Descrizione esercizio
Nell'estratto sulla sentenza di Strasburgo, quanti embrioni ottenne Adelina Parillo con la fecondazione in vitro?

======== Estratto da leggere

Per la Corte europea di Strasburgo l’Italia non ha violato la Convenzione europea sui diritti dell’uomo, dopo che ha negato la donazione a scopo scientifico di embrioni umani ottenuti attraverso fecondazione in vitro. Il caso riguarda una cittadina italiana, Adelina Parillo, che nel 2002 ricorse a tale metodo insieme al suo partner, ottenendo cinque embrioni che non sono stati però mai impiantati per la morte del compagno nel 2003. Alessandro Guarasci ha sentito il bioeticista Bruno Dallapiccola, direttore scientifico Ospedale Pediatrico Bambino Gesù:
R. – Mi pare che il punto su cui ha insistito la Corte è essenzialmente quello che per donare un embrione bisogna che siano d’accordo entrambi i genitori, nel senso che l’embrione è il prodotto di un concepimento che viene per il 50 per cento dalla mamma e 50 per cento dal papà, quindi essendoci solo una richiesta della mamma non accompagnata dal consenso anche del padre, praticamente la mamma da sola non può decidere sul destino di un embrione. Diciamo che questa sentenza dice che l’embrione non è un “qualcosa” ma è un “qualcuno” e che quindi sul suo destino bisogna essere in due persone a decidere.

================
======== Dati registrati

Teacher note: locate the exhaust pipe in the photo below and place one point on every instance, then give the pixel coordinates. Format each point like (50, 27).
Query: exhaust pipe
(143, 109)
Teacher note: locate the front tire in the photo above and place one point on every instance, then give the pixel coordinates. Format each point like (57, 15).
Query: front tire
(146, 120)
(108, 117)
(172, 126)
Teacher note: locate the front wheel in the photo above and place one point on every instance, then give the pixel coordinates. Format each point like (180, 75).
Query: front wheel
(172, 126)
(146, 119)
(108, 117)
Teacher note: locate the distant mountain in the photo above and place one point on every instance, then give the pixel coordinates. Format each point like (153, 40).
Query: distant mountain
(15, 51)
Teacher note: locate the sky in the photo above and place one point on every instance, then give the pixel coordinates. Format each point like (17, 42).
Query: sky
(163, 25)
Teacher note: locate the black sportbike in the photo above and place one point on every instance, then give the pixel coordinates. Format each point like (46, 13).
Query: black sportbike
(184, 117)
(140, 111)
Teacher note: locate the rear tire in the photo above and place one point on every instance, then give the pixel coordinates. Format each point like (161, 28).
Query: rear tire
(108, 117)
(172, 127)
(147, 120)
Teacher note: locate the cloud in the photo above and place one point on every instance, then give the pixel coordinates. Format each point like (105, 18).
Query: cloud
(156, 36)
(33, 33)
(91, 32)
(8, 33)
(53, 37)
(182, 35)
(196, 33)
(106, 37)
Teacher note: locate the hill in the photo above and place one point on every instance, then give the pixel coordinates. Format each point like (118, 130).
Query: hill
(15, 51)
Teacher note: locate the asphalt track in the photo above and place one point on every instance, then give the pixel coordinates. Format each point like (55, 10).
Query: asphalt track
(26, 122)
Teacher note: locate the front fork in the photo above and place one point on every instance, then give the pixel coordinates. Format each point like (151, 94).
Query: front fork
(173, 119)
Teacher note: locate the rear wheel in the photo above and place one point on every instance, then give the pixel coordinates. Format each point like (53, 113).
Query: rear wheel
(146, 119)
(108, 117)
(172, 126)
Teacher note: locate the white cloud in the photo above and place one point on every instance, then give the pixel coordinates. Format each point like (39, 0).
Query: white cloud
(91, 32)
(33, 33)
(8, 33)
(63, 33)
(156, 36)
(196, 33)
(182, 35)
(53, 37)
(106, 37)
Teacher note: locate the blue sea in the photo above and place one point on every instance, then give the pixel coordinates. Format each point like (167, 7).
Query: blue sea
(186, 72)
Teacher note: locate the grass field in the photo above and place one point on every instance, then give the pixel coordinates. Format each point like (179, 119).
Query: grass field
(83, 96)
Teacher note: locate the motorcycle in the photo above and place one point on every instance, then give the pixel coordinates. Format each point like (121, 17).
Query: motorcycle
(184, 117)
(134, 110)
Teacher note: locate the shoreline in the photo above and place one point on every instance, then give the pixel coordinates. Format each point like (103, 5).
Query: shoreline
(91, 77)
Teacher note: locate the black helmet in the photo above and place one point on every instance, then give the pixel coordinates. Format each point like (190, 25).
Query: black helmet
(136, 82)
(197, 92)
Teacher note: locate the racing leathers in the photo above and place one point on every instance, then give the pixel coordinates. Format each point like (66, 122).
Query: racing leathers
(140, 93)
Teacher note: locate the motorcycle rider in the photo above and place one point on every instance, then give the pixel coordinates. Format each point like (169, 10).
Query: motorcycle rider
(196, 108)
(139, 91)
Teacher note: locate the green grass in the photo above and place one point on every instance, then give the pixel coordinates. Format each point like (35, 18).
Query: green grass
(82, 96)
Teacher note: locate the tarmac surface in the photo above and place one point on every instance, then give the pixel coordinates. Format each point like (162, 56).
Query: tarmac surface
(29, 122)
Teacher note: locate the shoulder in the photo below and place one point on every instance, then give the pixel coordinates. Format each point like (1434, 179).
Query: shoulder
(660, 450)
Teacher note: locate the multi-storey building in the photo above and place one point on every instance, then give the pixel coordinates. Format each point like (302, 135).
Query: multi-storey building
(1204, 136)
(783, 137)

================

Risposta esercizio
Cinque embrioni.